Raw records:
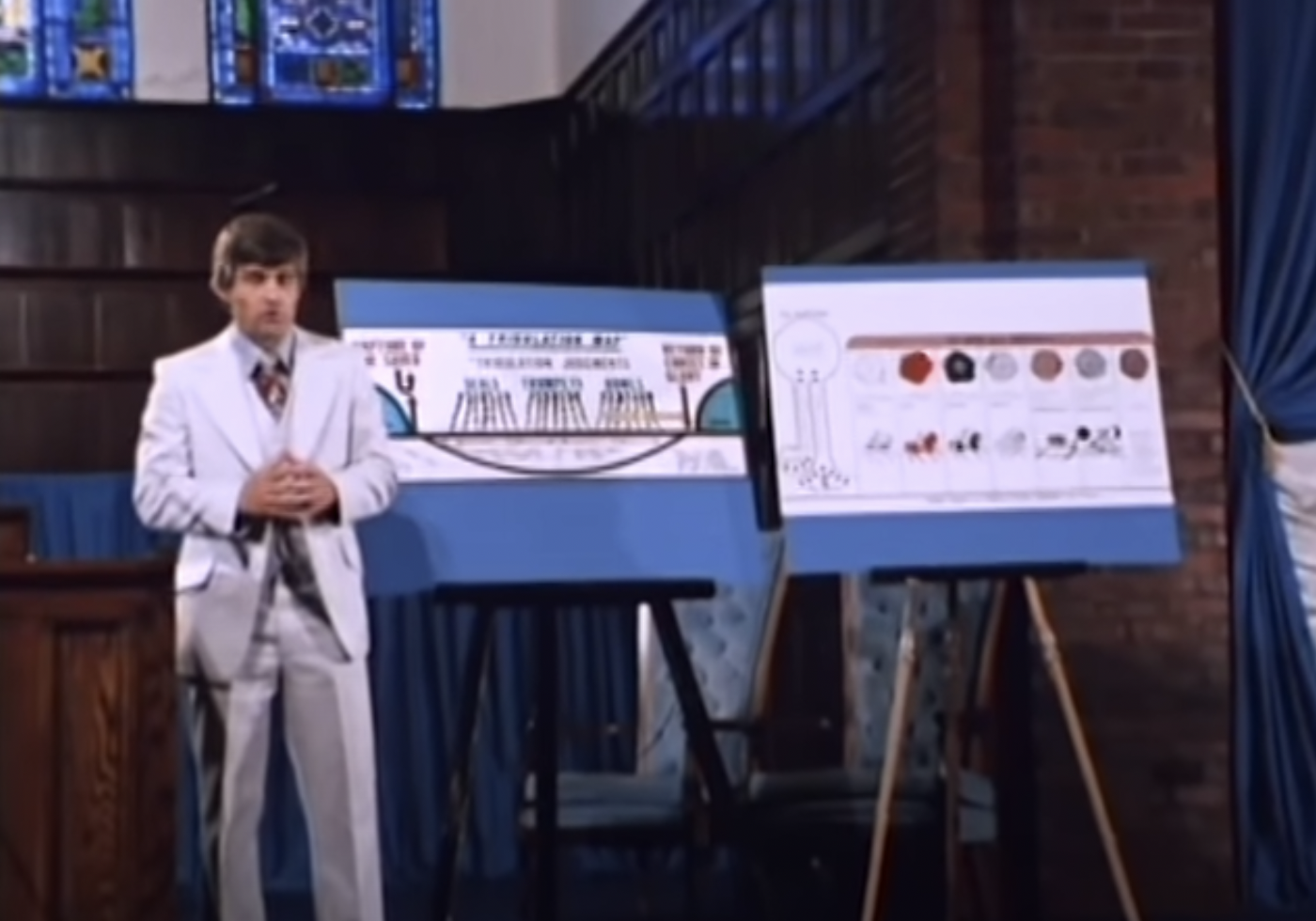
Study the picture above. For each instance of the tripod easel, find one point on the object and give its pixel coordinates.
(901, 712)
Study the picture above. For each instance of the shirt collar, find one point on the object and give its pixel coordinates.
(254, 357)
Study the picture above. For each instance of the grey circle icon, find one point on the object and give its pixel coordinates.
(1002, 366)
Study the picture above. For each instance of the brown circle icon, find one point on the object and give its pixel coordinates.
(1046, 365)
(1135, 364)
(916, 367)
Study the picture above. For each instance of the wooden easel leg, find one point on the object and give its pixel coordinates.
(1078, 739)
(951, 746)
(978, 859)
(894, 752)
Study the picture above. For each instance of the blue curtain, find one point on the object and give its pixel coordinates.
(416, 670)
(1273, 127)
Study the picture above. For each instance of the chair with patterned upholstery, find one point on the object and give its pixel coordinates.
(818, 808)
(657, 809)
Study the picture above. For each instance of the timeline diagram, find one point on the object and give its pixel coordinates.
(937, 401)
(496, 404)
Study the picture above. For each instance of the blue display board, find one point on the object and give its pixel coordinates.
(325, 53)
(555, 436)
(1000, 416)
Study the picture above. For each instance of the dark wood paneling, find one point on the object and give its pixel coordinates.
(15, 535)
(147, 148)
(89, 763)
(107, 220)
(69, 232)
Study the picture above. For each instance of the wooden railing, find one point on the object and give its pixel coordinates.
(713, 137)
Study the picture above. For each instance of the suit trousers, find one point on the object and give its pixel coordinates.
(329, 730)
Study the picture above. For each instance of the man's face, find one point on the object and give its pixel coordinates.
(263, 300)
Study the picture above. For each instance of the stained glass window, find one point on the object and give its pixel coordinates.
(233, 28)
(325, 52)
(22, 59)
(88, 49)
(416, 53)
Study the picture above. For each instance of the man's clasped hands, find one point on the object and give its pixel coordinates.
(289, 490)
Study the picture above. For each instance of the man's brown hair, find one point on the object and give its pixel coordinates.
(256, 240)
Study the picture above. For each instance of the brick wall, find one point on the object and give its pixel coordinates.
(1085, 131)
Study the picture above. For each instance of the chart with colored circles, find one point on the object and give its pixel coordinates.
(997, 395)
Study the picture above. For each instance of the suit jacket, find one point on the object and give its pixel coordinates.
(197, 447)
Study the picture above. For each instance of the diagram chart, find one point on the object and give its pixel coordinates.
(1004, 394)
(494, 404)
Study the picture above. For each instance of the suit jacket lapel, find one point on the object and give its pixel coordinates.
(313, 390)
(227, 398)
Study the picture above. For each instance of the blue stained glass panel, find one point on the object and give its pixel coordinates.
(88, 48)
(233, 25)
(22, 49)
(326, 52)
(416, 39)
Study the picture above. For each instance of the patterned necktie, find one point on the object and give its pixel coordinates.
(290, 542)
(272, 383)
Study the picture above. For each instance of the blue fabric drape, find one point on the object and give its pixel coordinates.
(416, 673)
(1273, 108)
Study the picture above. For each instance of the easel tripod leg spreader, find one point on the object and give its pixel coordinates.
(899, 720)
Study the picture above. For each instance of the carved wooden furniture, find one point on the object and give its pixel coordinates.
(88, 742)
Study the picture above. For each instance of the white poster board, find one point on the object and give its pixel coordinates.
(964, 395)
(496, 404)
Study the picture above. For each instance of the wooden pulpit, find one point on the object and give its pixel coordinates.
(88, 741)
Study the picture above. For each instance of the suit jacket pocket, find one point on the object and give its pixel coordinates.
(193, 575)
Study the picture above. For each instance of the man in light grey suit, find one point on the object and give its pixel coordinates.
(263, 447)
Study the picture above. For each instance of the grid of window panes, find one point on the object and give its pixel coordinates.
(66, 49)
(368, 53)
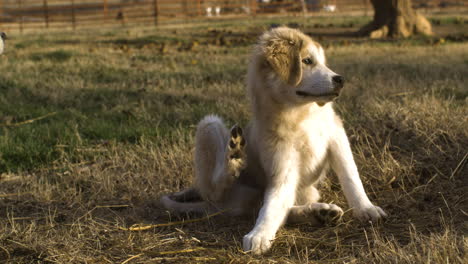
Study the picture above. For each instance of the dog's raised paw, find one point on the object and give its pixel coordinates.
(235, 151)
(328, 213)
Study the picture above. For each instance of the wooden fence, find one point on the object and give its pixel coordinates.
(71, 14)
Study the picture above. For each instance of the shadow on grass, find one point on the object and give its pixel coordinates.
(85, 118)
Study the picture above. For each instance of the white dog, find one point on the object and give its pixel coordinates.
(292, 140)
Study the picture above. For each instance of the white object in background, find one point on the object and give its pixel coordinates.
(329, 8)
(208, 11)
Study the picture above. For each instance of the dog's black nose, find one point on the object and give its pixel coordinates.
(338, 82)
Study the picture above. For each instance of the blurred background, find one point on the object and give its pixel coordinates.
(23, 15)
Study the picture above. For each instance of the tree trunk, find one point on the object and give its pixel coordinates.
(395, 18)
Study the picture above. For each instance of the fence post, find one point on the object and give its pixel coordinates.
(1, 10)
(105, 8)
(156, 12)
(253, 7)
(73, 15)
(20, 5)
(46, 13)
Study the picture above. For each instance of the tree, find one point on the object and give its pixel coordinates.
(395, 18)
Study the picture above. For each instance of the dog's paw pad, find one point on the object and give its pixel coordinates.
(237, 141)
(330, 214)
(235, 150)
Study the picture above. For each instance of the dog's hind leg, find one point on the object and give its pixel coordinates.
(309, 210)
(219, 158)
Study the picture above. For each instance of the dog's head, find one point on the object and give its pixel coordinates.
(295, 67)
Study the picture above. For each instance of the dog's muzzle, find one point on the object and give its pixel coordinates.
(338, 83)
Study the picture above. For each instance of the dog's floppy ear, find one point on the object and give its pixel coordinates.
(284, 57)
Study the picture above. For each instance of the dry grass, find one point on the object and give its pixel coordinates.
(123, 134)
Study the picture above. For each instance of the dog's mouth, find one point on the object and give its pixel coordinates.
(326, 97)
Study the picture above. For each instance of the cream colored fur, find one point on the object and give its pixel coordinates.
(292, 140)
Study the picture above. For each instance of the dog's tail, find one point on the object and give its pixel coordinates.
(187, 201)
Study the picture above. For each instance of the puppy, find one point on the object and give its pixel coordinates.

# [Work to do]
Give every line back word for word and leave the pictures out.

# [Exercise output]
Study the picture above. For each instance of the tripod easel, find one point on the object and give its pixel coordinates.
(901, 712)
Study the picture above. For each instance of the shirt collar, find one point on the object and give its pixel coordinates.
(254, 357)
Study the picture above. For each instance of the grey circle icon, find one point on the object and give its pixel coordinates.
(1002, 366)
Study the picture above. For each instance of the brown circle icon, find one point on the object and give its pixel coordinates.
(1046, 365)
(1135, 364)
(916, 367)
Study the picture above. For each instance of the wooden easel leg, find one point on the object and give its pixel coordinates.
(1078, 739)
(951, 746)
(978, 859)
(894, 752)
Study the picture above. For each instance of the blue curtain, find one point on the object and give its pixel coordinates.
(416, 670)
(1273, 127)
Study the picture above. For each instance of the chair with patterned upholstery, find one point on the object and give its pixel coordinates.
(818, 808)
(657, 809)
Study the picture above. For each instance of the timeline diagram, find one point on the object and give its pixel coordinates.
(937, 401)
(496, 404)
Study the picture above. For each instance of the blue display board, find one point on the object and give its pixel coordinates.
(325, 53)
(555, 436)
(1000, 416)
Study the picture above. For each instance of the dark wood paneling, find one point on the object and give its pixel coordinates.
(15, 535)
(147, 148)
(89, 763)
(107, 220)
(69, 232)
Study the picture above. For each instance of the wooden railing, find one point on the object and give its pixel coordinates.
(713, 137)
Study the picture above. For each instance of the suit trousers, find one point on the object and give its pixel coordinates.
(329, 730)
Study the picture above. For each instance of the man's face, find one point on the object and give its pixel coordinates.
(263, 300)
Study the picture above. For each instance of the stained glass window, find one point on the object and give its pixel coordinates.
(233, 28)
(325, 52)
(22, 59)
(88, 49)
(416, 53)
Study the picture above. For each instance of the man's clasped hands, find one point on the object and give its pixel coordinates.
(289, 490)
Study the picture above. For each instance of the man's brown hair, find one point on the object and give its pixel coordinates.
(256, 240)
Study the picture above. For each instance of the brick wall, find one point on the object and give its pixel coordinates.
(1085, 131)
Study the picture above. For each instance of the chart with colored circles, find one point on the object and give its pixel coordinates.
(997, 395)
Study the picture above. For each instance of the suit jacket, find one point on the object and give its pixel coordinates.
(197, 447)
Study the picture above. For each instance of the diagram chart, find one point on the object and give its pixel coordinates.
(1004, 394)
(494, 404)
Study the picture above. For each instance of the suit jacket lapel, find one point on the object and give its pixel coordinates.
(313, 390)
(227, 398)
Study the picture above. For each instance of the blue stained glass panel, find one point on the object and give its pixel coordinates.
(88, 48)
(233, 25)
(22, 49)
(326, 52)
(416, 39)
Study the picture above. For each instance of the patterned necktie, find one point on the object and give its pixel coordinates.
(290, 542)
(272, 383)
Study the picture above. For each instance of the blue fabric drape, find one point on the object and give its pixel coordinates.
(416, 673)
(1273, 108)
Study the picture above. For each instance of the easel tripod leg spreader, find one point on the object and give its pixel coordinates.
(899, 720)
Study the picture above. For each instance of the carved wooden furniture, find one point on the object and give its pixel coordinates.
(88, 742)
Study the picture above. For each instance of the white poster board, find one point on the object and give its pixel coordinates.
(964, 395)
(496, 404)
Study the picture above. For each instance of the wooden pulpit, find one point on the object and give its pixel coordinates.
(88, 741)
Study the picture above. For each instance of the suit jacket pocket, find one point on the object and give its pixel coordinates.
(193, 575)
Study the picture above. For each instance of the man in light grey suit, find one point on the object and give its pixel coordinates.
(263, 447)
Study the picture above. For each instance of the grid of window panes, find one point on the object and give its pixel coordinates.
(66, 49)
(368, 53)
Study the picture above. For each instance of the dog's raised paw, find one point on the object and give its pixel coordinates.
(235, 151)
(328, 213)
Study the picture above. For each instance of the wooden fence, find one point on the object and give its pixel coordinates.
(71, 14)
Study the picture above. For each instance of the shadow on grass, find one point on the object and give its pixel coordinates.
(85, 118)
Study the picture above. For each instance of the white dog, find one point on the object and give its pixel coordinates.
(292, 140)
Study the picture above. For each instance of the white object in background, find one point on the object and give its pixel coordinates.
(329, 8)
(208, 11)
Study the picture above. For each instance of the dog's black nose, find one point on the object and give its pixel coordinates.
(338, 82)
Study the picture above. For each instance of the blurred background, find one point on the object and give its pixel coordinates.
(23, 15)
Study the picture above. For each instance of the tree trunk, find one point on the object and give its pixel coordinates.
(395, 18)
Study the picture above. For each instance of the fence post, find one point on the object and give its pixel coordinates.
(1, 10)
(105, 8)
(156, 12)
(253, 7)
(73, 15)
(20, 5)
(46, 13)
Study the picture above. For each instance of the tree, find one point on the object and give its pixel coordinates.
(395, 18)
Study the picture above. For each instance of the dog's paw pad, find one point on the object and give its pixel coordinates.
(237, 141)
(330, 214)
(235, 150)
Study the picture above. For each instance of the dog's hind leg, find one point on the object and give its pixel coordinates.
(309, 210)
(219, 158)
Study the picture above. For each instance of the dog's head, find one point on the object and give its pixel coordinates.
(295, 67)
Study the picture above. For each instance of the dog's muzzle, find one point on the object and give its pixel coordinates.
(338, 83)
Study the picture above. For each instance of the dog's floppy ear, find one point on the object and give its pixel coordinates.
(284, 57)
Study the picture above. For each instance of the dry grass, find one point on the object and give its pixel coordinates.
(123, 134)
Study the picture above. For each instance of the dog's mouth, find one point on the object and give its pixel coordinates.
(326, 97)
Study the picture above. For each instance of the cream colored fur, find one point on the object and give its pixel coordinates.
(292, 140)
Study the picture above. For each instance of the dog's tail, find one point on the object and give its pixel coordinates.
(187, 201)
Study the picture above. For each instance of the puppy, find one point on the object and give its pixel coordinates.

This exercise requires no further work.